** Opening DATASET RECORDS block **

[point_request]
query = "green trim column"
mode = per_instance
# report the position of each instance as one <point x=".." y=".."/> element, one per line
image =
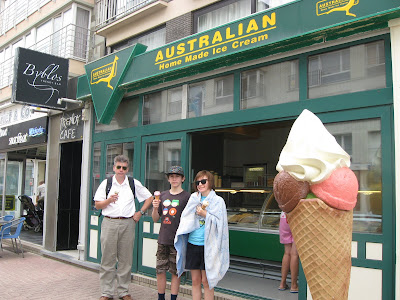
<point x="394" y="26"/>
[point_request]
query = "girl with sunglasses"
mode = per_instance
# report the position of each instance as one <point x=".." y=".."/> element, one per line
<point x="202" y="238"/>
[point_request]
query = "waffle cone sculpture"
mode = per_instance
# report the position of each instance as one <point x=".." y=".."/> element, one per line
<point x="326" y="253"/>
<point x="318" y="191"/>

** Closing DATASET RECORDS block **

- DIRECTIONS: The output should consist of the records above, reproduced exactly, without pictures.

- TASK ANSWER:
[point_request]
query = "green trim column"
mode = per_instance
# report the position of each instance as one <point x=".." y=".."/> element, one per line
image =
<point x="394" y="26"/>
[point_request]
query = "girl with sunglasses"
mode = per_instance
# report the position of each instance as one <point x=".." y=".."/> element, one per line
<point x="202" y="238"/>
[point_request]
query = "waffle cone sculpture"
mode = per_instance
# report the position of each instance as one <point x=".." y=".."/> element, one per line
<point x="326" y="253"/>
<point x="318" y="191"/>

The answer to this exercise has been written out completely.